====== TEXTO FORNECIDO
Cotia, 23 de fevereiro de 2012
Caro Mino Carta,
[Captatio benevolentiae pela demora destas linhas. Passado
infelizmente um tempo turvado por longo pós-operatório, dispus daquelas
horas de leitura, intervalo feliz entre os cuidados de que é feito o
cotidiano. Foi só então que pude ler os originais do seu livro.]
Balanço de uma vida, diz o bilhete com que me chegou este retrato
agônico da vida pública brasileira. Nascido em 1936, fui contemporâneo
dos sucessos narrados. Mas, lido este Brasil, vejo pessoas e
acontecimentos à luz de outro olhar. Mais intenso, quase ofuscante, não
raro cruel. No começo da leitura pareceu-me que a ferinidade vinha de
uma visada mais aguda e ácida que a do comum dos mortais. Mas não, não
era só isso. Era a própria realidade que se revelava na sua crueza.
Crueza cruel, com o perdão do pleonasmo. Retratar o nosso homo politicus
é lidar com o nauseante: que galeria de patifes talvez superada apenas
pela dos jornalistas! Aqui o narrador pôs o dedo na ferida, mas, em vez
de sangue fresco, o que jorrou foi pus. Lembra, de longe, a fauna
satirizada por Lima Barreto nas Recordações do Escrivão Isaías Caminha, mas tão deteriorada que desafia qualquer hipótese progressista em relação à história da nossa espécie.
Sempre desconfiei dos colunistas de nossos jornalões. Agora vejo
estampada em negrito a sua venalidade, a completa expressão da covardia e
do oportunismo. A exceção luminosa de Cláudio Abramo brilha, de raro em
raro, servindo apenas para que o leitor entreveja o negrume da malta.
Que figura organicamente lastimável esse Abukir (pouco importa se figura
à clef, ou não), que atravessa o livro de ponta a ponta e só
teve um momento fugaz de autoconsciência nas páginas finais! Aí o autor
acertou em cheio dando a palavra, entre cínica e confessional, a esse
títere do sistema trabalhado em terceira pessoa ao longo do texto. No
final, as personagens, quase sempre meros tipos sociais, tem a
oportunidade de se converterem em pessoas. Não todas, é bem verdade,
pois o tipo é inerente ao gênero satírico da escrita. E qual o desígnio
do seu texto? Levar ao ridículo a nossa burguesia arrivista e puni-la
metodicamente, mas sem nenhuma esperança de corrigi-la. Já não daria
mais para crer no ridendo castigat mores? Parece que não. Tudo ficou opaco, tudo mercadoria subindo ao primeiro plano, tudo status dentro de cada carreira profissional.
============
====== DADOS FORNECIDOS
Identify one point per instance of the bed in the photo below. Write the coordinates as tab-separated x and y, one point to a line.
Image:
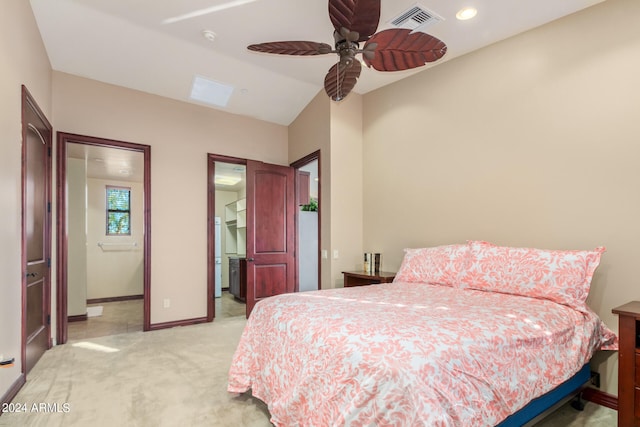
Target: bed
465	335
============
O QUE SE PEDE
Liste todas as expressões em latim que aparecem na carta, na ordem em que surgem.

RESULTADO
captatio benevolentiae
homo politicus
ridendo castigat mores